---------- Selection ----------
I’m going to proceed — fairly quickly — through a simulation of this schedule, in order to show you how the power-pairings would work. If a matchup was actually played in real life during the 2016 Big Ten regular season, I abided by the original result — so Ohio State still beats Michigan, for instance.³ Otherwise, I simulated the result using ESPN’s Football Power Index, accounting for home-field advantage. Based on FPI, for instance, Iowa would have an 87 percent chance of winning a home game against Maryland, a matchup that didn’t occur in the actual Big Ten schedule but which could occur under power-pairing.
---------- Data excerpts ----------
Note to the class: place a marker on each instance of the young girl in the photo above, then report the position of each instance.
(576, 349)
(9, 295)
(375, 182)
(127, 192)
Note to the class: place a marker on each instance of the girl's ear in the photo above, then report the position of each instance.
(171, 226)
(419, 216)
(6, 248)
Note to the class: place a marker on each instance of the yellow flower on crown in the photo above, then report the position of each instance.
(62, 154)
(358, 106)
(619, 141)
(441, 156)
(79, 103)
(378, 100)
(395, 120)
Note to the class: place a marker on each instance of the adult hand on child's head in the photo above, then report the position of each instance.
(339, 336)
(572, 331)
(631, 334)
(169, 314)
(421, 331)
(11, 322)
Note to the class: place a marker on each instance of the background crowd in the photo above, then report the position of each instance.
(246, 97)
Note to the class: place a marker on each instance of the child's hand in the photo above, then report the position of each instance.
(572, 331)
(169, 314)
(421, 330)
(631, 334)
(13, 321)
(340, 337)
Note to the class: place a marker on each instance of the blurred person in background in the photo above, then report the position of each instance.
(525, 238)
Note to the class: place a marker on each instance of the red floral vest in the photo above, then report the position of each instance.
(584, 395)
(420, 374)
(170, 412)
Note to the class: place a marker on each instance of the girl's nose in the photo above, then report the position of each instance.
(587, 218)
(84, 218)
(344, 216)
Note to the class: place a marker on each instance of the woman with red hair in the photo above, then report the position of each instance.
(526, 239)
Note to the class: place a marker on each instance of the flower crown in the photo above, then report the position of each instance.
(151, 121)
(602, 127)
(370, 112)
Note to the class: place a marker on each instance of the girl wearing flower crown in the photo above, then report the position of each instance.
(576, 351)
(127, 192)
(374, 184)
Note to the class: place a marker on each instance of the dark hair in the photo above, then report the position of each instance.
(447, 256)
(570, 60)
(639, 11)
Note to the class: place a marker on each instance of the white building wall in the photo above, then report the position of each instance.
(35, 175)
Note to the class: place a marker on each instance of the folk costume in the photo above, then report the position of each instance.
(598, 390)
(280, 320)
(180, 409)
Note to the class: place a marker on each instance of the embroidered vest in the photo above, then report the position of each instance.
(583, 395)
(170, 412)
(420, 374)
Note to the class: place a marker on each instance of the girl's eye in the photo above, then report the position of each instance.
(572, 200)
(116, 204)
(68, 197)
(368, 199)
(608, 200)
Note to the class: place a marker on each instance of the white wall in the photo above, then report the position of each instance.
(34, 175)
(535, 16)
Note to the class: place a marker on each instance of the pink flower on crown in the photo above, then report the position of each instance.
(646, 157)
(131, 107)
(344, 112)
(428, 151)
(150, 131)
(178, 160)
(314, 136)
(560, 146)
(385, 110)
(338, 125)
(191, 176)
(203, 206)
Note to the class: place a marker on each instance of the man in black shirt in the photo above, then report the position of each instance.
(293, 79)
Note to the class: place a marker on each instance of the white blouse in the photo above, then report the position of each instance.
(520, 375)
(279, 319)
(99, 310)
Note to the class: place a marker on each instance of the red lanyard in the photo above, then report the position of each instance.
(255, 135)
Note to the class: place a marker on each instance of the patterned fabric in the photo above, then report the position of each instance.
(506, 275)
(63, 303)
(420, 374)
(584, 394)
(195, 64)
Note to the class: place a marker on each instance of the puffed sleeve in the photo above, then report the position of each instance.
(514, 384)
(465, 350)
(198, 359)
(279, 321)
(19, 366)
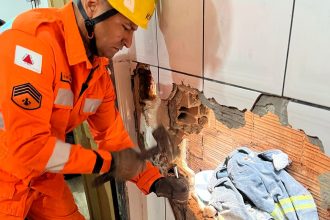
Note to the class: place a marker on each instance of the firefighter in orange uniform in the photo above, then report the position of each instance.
(53, 76)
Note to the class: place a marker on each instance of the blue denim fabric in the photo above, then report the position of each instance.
(225, 197)
(257, 179)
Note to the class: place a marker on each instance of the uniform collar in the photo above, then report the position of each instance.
(74, 45)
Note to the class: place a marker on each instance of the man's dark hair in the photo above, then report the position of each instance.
(2, 22)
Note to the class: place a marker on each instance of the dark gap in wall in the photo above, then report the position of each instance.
(203, 45)
(289, 41)
(276, 105)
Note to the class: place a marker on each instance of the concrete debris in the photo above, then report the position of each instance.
(273, 104)
(325, 190)
(316, 141)
(186, 111)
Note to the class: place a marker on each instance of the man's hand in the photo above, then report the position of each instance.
(125, 165)
(176, 189)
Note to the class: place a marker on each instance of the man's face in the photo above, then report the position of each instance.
(113, 34)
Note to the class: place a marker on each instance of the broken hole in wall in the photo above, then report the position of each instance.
(206, 132)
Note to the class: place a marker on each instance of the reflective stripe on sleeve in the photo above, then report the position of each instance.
(7, 25)
(91, 105)
(2, 125)
(59, 157)
(64, 97)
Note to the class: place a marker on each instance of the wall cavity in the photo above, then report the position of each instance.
(206, 132)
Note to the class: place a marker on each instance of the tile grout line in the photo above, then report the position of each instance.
(157, 52)
(288, 50)
(203, 48)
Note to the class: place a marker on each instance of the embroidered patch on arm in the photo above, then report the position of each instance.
(66, 77)
(26, 96)
(28, 59)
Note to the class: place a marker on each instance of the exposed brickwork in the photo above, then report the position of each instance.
(208, 132)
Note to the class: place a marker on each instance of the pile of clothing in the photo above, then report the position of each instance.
(251, 185)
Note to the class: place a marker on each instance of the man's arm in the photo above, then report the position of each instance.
(110, 134)
(27, 70)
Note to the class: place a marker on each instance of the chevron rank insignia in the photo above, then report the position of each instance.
(26, 96)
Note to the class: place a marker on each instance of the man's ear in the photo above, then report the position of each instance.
(91, 7)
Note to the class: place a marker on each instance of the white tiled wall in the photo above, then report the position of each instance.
(246, 42)
(167, 78)
(10, 9)
(229, 95)
(144, 47)
(180, 35)
(308, 73)
(242, 52)
(314, 121)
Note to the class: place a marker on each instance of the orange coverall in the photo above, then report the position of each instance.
(43, 66)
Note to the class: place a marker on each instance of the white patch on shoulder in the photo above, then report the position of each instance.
(130, 4)
(28, 59)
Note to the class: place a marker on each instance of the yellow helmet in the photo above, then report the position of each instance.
(138, 11)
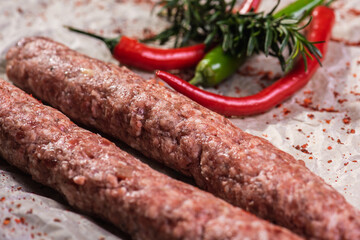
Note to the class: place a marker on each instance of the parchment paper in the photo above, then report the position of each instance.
(319, 125)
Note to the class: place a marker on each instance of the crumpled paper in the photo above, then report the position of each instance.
(318, 125)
----------
=== Goal A ===
According to the simulation passage, what chance would Iowa have of winning a home game against Maryland based on FPI?
=== Goal B ===
For each statement, say whether it agrees with the simulation passage, and quote the words that decide it.
(i) Where a matchup was actually played during the 2016 Big Ten regular season, the original result was kept.
(ii) The simulated results ignored home-field advantage.
(iii) Iowa and Maryland met in the actual Big Ten schedule.
=== Goal C ===
Transcribe the part of the simulation passage that opens with the words containing "I’m going to" and closes with "occur under power-pairing.".

=== Expected output A ===
An 87 percent chance.

=== Expected output B ===
(i) Yes: "If a matchup was actually played in real life during the 2016 Big Ten regular season, I abided by the original result"
(ii) No: "accounting for home-field advantage"
(iii) No: "a matchup that didn’t occur in the actual Big Ten schedule"

=== Expected output C ===
I’m going to proceed — fairly quickly — through a simulation of this schedule, in order to show you how the power-pairings would work. If a matchup was actually played in real life during the 2016 Big Ten regular season, I abided by the original result — so Ohio State still beats Michigan, for instance.³ Otherwise, I simulated the result using ESPN’s Football Power Index, accounting for home-field advantage. Based on FPI, for instance, Iowa would have an 87 percent chance of winning a home game against Maryland, a matchup that didn’t occur in the actual Big Ten schedule but which could occur under power-pairing.